Provided text:
***
JC: If the feminist belief system is in direct contrast against the patriarchal belief system, and if the real meaning of feminist thought is the complete rethinking of power and the way it has been practiced in a patriarchal belief system, then we need to completely reconfigure all our relationships— personal, intellectual, emotional. Patriarchy is the exercise of power over others: men over women, white people over Black people, human beings over other species and over the planet. It’s a pyramidal hierarchy and, perhaps, even a pyramid scheme. The feminist belief system, instead, is based on the belief that every living creature has a right to live out its species life. This simple belief can entirely transform all the relationships in our world and the way we live with each other.

MG: This might be oversimplistic, but when you started making art and entering the art world, much of the vocabulary of feminism, as it is understood today, still had to be invented— and you greatly contributed to that. The tools you had at your disposal to understand and interpret the world around you must have been very different—and forgive me, I don’t mean to sound condescending. What I am trying to ask is how you developed a feminist consciousness when it was far from the norm? Was there any specific event that pushed you in one direction instead of another? Were there individuals, books, or cultural figures that guided you in what I imagine must have been a radical process of self-discovery and reinvention?

JC: I had a very unusual upbringing. My parents were political activists, particularly my father, so I was raised with a certain amount of political consciousness, which served me well in the ’50s and ’60s. In college, I could already identify what I was encountering as sexism, although that word was not used then. But I couldn’t challenge it openly because the response would have been something like, “What are you, some kind of suffragette?”

My upbringing made me quite different from a lot of other women of my generation, who had no idea they were encountering gender discrimination. When they were getting nowhere in graduate school or art school, or in their early careers as artists in the LA art scene, they almost all took it personally and thought it meant they weren’t good artists. That’s how they interpreted the criticism and resistance. You can’t imagine how many times I heard this. They thought it was them. They thought they were just not good enough or that women really couldn’t be artists. But I never felt that way.
***
Supplied records:
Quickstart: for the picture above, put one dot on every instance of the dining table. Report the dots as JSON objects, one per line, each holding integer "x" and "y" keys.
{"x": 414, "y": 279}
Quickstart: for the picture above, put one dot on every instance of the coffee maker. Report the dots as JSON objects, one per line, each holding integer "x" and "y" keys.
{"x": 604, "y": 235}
***
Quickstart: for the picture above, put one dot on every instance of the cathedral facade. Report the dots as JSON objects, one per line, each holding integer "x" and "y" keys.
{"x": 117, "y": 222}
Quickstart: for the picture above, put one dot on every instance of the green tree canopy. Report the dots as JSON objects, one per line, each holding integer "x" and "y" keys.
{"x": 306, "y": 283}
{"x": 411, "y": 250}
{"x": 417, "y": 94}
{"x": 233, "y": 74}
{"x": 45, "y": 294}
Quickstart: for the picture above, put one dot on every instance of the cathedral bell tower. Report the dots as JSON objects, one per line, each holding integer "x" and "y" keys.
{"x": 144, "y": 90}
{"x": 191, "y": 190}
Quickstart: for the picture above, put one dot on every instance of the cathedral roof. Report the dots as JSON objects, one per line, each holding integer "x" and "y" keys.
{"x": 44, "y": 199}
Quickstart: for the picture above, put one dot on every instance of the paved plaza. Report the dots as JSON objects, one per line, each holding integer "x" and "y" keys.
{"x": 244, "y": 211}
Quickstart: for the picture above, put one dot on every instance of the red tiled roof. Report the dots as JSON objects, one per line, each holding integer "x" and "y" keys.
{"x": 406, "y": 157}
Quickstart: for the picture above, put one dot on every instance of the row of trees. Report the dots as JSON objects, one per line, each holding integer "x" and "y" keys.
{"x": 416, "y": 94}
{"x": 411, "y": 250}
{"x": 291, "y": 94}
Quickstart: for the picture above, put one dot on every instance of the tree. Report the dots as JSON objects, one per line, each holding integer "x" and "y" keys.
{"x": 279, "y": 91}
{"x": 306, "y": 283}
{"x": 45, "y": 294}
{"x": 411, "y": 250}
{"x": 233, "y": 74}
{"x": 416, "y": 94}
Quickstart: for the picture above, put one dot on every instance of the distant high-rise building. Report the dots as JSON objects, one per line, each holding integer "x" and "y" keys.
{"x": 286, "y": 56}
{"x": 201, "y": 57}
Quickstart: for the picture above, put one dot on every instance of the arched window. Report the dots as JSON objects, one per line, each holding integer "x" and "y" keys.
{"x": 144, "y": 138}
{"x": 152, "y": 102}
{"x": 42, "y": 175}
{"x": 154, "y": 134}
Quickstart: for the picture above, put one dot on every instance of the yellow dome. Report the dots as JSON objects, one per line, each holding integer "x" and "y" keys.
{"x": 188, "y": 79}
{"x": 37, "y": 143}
***
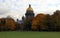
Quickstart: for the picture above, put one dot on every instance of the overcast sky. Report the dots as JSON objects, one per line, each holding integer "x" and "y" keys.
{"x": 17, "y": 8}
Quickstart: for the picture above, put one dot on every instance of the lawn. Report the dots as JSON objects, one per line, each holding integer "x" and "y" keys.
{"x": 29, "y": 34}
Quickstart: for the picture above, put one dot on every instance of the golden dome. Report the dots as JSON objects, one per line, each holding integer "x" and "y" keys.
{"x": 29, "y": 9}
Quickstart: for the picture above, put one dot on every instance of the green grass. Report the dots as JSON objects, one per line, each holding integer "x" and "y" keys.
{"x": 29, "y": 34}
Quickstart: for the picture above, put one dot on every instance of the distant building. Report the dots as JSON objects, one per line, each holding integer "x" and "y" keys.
***
What is asked:
1. Reproduce the part of the interview on feminism and art that runs from "My upbringing made" up to and including "felt that way.".
2. Write out the lines of the records from the line with "of the lawn." up to and including the line with "the distant building.", and nothing else.

Task answers:
1.
My upbringing made me quite different from a lot of other women of my generation, who had no idea they were encountering gender discrimination. When they were getting nowhere in graduate school or art school, or in their early careers as artists in the LA art scene, they almost all took it personally and thought it meant they weren’t good artists. That’s how they interpreted the criticism and resistance. You can’t imagine how many times I heard this. They thought it was them. They thought they were just not good enough or that women really couldn’t be artists. But I never felt that way.

2.
Quickstart: for the picture above, put one dot on every instance of the lawn. Report the dots as JSON objects, one per line, each holding integer "x" and "y" keys.
{"x": 29, "y": 34}
Quickstart: for the picture above, put one dot on every instance of the golden dome. Report the dots as JSON objects, one per line, each holding integer "x" and "y" keys.
{"x": 29, "y": 9}
Quickstart: for the picture above, put one dot on every instance of the green grass. Report the dots as JSON objects, one per line, each holding integer "x" and "y" keys.
{"x": 29, "y": 34}
Quickstart: for the picture above, put one dot on every instance of the distant building. Report the dots as JSON objects, one per line, each holding integer "x" and "y" keys.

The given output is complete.